» What the task asks
Please copy the tribunal decision excerpt between "7 After being" and "Australia via Indonesia.", inclusive, substituting "police car" for "patrol car" wherever it occurs.

» Text shown
* start *

2 The Minister’s delegate found that the applicant was excluded from consideration under Articles 1D and 1E of the Convention, hence the delegate did not proceed to consider whether the applicant had a well-founded fear of persecution for a Convention reason. On review, the Refugee Review Tribunal (“RRT”) disagreed with the delegate’s view that the applicant was excluded from consideration under Article 1D or 1E, and proceeded to assess the applicant’s claims in the light of the provisions of the Convention.
3 RRT accepted that the applicant is a stateless person, hence the issue for its determination was whether the applicant has a well-founded fear of persecution for a Convention reason if returned to Syria, that being his country of former habitual residence.
4 The applicant claimed he was detained and tortured because he insulted the Syrian leader during an argument with members of the security services in early 1999 and that he left Syria illegally on 26 August 2000. He feared that he would be detained and tortured if he were to return to Syria because of a political opinion imputed to him as a result of his detention, and because of his Palestinian nationality. He said that his problem with the Syrian authorities was exacerbated because he is a Palestinian refugee (CB 128).
RRT’s findings
5 RRT found that:
- in February 1999, a friend or acquaintance of the applicant insulted the daughter of a military officer in the restaurant where the applicant worked. This led to the applicant becoming involved in an altercation with Syrian military personnel. The officers insulted him because he was a Palestinian. The applicant became frustrated, and insulted the government and President of Syria (CB 141). The applicant was then detained;
- Palestinians do not generally face serious discrimination in Syria because of their nationality, nor are they more likely to be viewed as politically suspect than Syrian nationals merely because they are Palestinians (CB 146);
- the principal reason for the applicant’s arrest and detention was because he was seen as uncooperative and became involved in some kind of a fight with the members of the patrol that came to question him;
- whilst the applicant’s nationality or political opinion, real or imputed, were not the main reasons for his arrest or detention, they may have been contributing factors. Hence RRT accepted that he was arrested and detained in 1999 for reasons of nationality and political opinion.
6 RRT was sceptical of the applicant’s claim that he was detained for a period of 15 months after the altercation which led to his arrest. The applicant claimed that his father secured his release on 13 May 2000 by paying a bribe. Whatever the period of detention, RRT found that he was released without charge, and thereafter he was of no further interest to the authorities for reasons of his nationality or his political opinion.
7 After being released from detention the applicant claimed that he returned to work at the same restaurant until August 2000. He said that a patrol car came looking for him at the restaurant on one of his days off, but a message was sent to the applicant to warn him that the patrol car was coming (CB 142). He was afraid of being arrested again and decided to leave the country. On 23 August 2000 he had his exit visa stamped at Damascus International Airport, and left for Australia via Indonesia.

* end *

» Listing
* start *

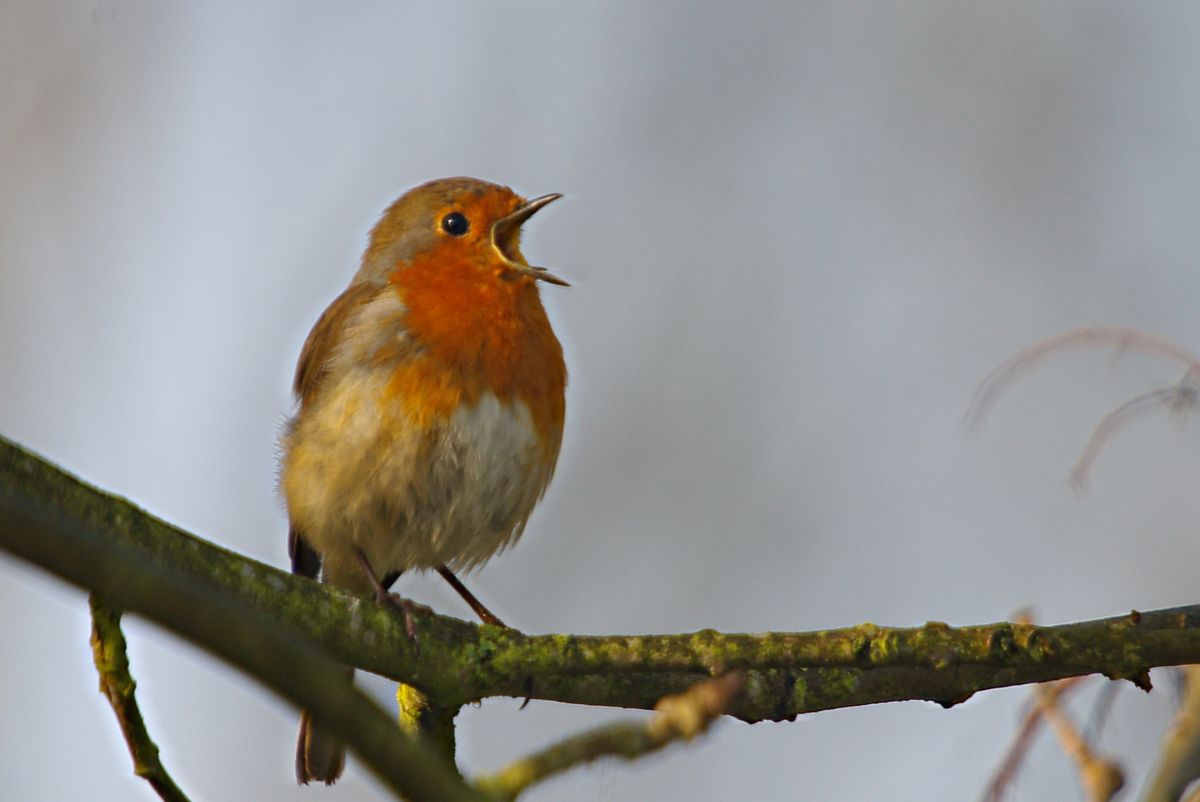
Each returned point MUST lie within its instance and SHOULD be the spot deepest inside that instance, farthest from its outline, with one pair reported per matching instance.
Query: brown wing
(311, 370)
(319, 346)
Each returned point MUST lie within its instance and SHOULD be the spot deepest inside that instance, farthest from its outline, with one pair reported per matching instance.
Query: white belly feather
(364, 478)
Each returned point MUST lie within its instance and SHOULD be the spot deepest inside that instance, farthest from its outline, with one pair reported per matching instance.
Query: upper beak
(505, 231)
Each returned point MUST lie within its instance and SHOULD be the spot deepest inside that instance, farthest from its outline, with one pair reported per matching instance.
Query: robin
(431, 406)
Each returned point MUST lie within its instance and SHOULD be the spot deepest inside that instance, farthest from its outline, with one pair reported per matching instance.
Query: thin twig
(1101, 777)
(118, 686)
(1179, 397)
(1027, 358)
(1179, 759)
(1017, 750)
(678, 718)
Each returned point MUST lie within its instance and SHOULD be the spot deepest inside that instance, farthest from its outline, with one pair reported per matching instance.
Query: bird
(431, 405)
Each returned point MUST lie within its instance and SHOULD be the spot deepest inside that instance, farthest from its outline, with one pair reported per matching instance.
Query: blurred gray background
(798, 235)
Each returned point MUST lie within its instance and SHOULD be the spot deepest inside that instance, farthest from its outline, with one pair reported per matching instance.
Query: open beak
(507, 231)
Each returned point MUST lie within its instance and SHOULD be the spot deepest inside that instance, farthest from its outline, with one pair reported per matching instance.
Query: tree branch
(99, 542)
(262, 618)
(118, 686)
(681, 717)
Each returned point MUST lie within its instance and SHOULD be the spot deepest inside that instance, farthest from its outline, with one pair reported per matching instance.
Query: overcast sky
(798, 237)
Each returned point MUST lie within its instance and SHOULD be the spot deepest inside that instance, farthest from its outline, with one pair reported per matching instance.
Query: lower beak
(505, 229)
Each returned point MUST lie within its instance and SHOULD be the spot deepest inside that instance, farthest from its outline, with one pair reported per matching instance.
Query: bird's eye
(455, 223)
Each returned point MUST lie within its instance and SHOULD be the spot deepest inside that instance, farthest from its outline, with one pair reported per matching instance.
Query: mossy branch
(118, 686)
(226, 603)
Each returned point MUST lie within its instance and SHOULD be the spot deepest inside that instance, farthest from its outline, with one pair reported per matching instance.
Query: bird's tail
(321, 756)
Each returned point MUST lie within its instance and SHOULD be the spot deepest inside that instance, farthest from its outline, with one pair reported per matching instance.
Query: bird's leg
(484, 614)
(384, 597)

* end *

» Written solution
7 After being released from detention the applicant claimed that he returned to work at the same restaurant until August 2000. He said that a police car came looking for him at the restaurant on one of his days off, but a message was sent to the applicant to warn him that the police car was coming (CB 142). He was afraid of being arrested again and decided to leave the country. On 23 August 2000 he had his exit visa stamped at Damascus International Airport, and left for Australia via Indonesia.